SHORT EXERCISE A: List every organization in the prose paragraphs of the article on Tropical Storm Nokaen whose full name is followed by an abbreviation in parentheses, and give each with its abbreviation.
SHORT EXERCISE B: Pick up the article on Tropical Storm Nokaen after its final sentence and write what comes next.

Meteorological history
- Formed: January 13, 2026
- Remnant low: January 22, 2026
- Dissipated: January 27, 2026

Tropical storm
- 10-minute sustained (JMA)
- Highest winds: 75 km/h (45 mph)
- Highest gusts: 110 km/h (70 mph)
- Lowest pressure: 996 hPa (mbar); 29.41 inHg

Tropical storm
- 1-minute sustained (SSHWS/JTWC)
- Highest winds: 95 km/h (60 mph)
- Lowest pressure: 992 hPa (mbar); 29.29 inHg

Overall effects
- Fatalities: 2
- Injuries: 2
- Damage: $24,000 (2026 USD)
- Areas affected: Philippines
- Part of the 2026 Pacific typhoon season

= Tropical Storm Nokaen =

Pacific tropical storm in 2026

Tropical Storm Nokaen, (Note: The name Nokaen (Lao: ນົກແອ່ນ, [nok̚˧ ʔɛːn˧]) was contributed by Laos and means swallow in Lao. It replaced the name Phanfone after the 2019 season.) known in the Philippines as Tropical Storm Ada, was a moderately strong tropical cyclone that brought heavy flooding to the Philippines in mid-January 2026, the first named storm develop in the month of January since Tropical Storm Pabuk in 2019 and became the second-longest-lasting January tropical storm in the Western Pacific basin, behind only Tropical Storm Axel in 1992. The first named storm of the 2026 Pacific typhoon season, Nokaen developed from a low-pressure area south of Palau. Situated within a favorable environment, the Joint Typhoon Warning Center (JTWC) issued a Tropical Cyclone Formation Alert (TCFA) at 01:30 UTC on January 14, before designating the system as Tropical Depression 01W. At 11:00 PHT (03:00 UTC) that same day, the Philippine Atmospheric, Geophysical and Astronomical Services Administration (PAGASA) followed suit, assigning 01W the local name Ada, which was a replacement name for Agaton after being reited in 2022. At 06:00 UTC on January 15, the Japan Meteorological Agency (JMA) upgraded the system to a tropical storm and assigned it the name Nokaen; PAGASA did the same at 17:00 PHT (09:00 UTC). At 03:00 UTC on January 16, the JTWC also upgraded Nokaen to tropical storm status.

Beginning January 14, PAGASA issued Tropical Cyclone Wind Signal No. 1 for numerous areas, with some regions upgraded to Signal No. 2 three days later. On January 15, the National Disaster Risk Reduction and Management Council (NDRRMC) declared 31 seaports non-operational, while the Department of Social Welfare and Development (DSWD) raised a blue alert. As of January 17, approximately 8,800 people had been stranded at various seaports. Disaster agencies in Catanduanes were placed on full alert, while the Philippine Coast Guard Duty Response Group in Southeastern Mindanao was placed on heightened alert. Sixteen domestic flights were cancelled, affecting 1,008 passengers.

MATERIAL PROVIDED:
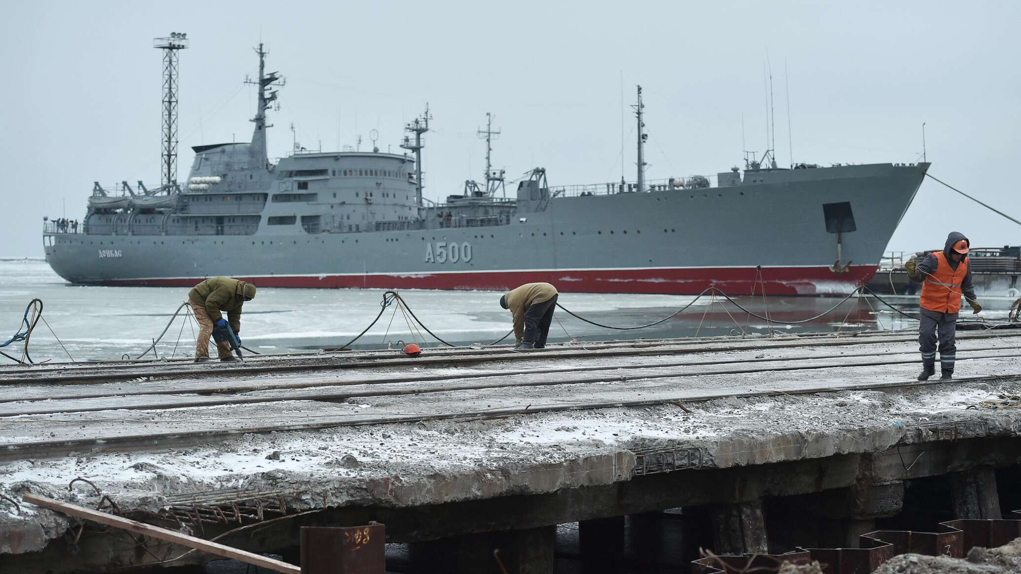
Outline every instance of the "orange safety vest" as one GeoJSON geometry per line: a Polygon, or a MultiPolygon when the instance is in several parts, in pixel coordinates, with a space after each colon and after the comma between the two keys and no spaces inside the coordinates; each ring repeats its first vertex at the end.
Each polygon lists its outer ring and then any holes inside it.
{"type": "Polygon", "coordinates": [[[926,275],[922,282],[922,308],[938,313],[961,310],[961,285],[968,275],[968,257],[964,257],[957,269],[951,269],[942,251],[932,253],[936,258],[936,270],[926,275]]]}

WRITTEN REPLY A:
- Joint Typhoon Warning Center (JTWC)
- Philippine Atmospheric, Geophysical and Astronomical Services Administration (PAGASA)
- Japan Meteorological Agency (JMA)
- National Disaster Risk Reduction and Management Council (NDRRMC)
- Department of Social Welfare and Development (DSWD)

WRITTEN REPLY B:
Two people died in a rockslide in Matnog. Flooding was reported in numerous towns throughout Albay and Catanduanes. Several spillways nationwide were inundated and rendered impassable. Many highways were flooded, and numerous municipalities experienced landslides and mudslides.

== Meteorological history ==

At 12:00 UTC on January 13, the JMA discovered a low-pressure area south of Palau. Due to high sea surface temperatures, tropical cyclone heat potential, weak vertical wind shear, and good outflow, the system continued to intensify as it moved northwest along the southern portion of a subtropical high. At 01:30 UTC on January 14, the JTWC issued a Tropical Cyclone Formation Alert for the system, citing a consolidated low-level circulation center (LLCC) with deep convection in the western and southern quadrants. The JTWC identified a marginally favorable environment for the storm to strengthen. The JTWC designated the storm 01W. At 11:00 PHT (03:00 UTC), PAGASA officially upgraded the system into a tropical depression, giving it the name Ada. Limited firmness of the storm's structure halted growth as it started shifting west-northwest, having a relatively disorganized LLCC with flaring convection in the northern semicircle. At 18:00 UTC, the system continued to develop. The JTWC reported a better organized LLCC with an improved upper-level environment.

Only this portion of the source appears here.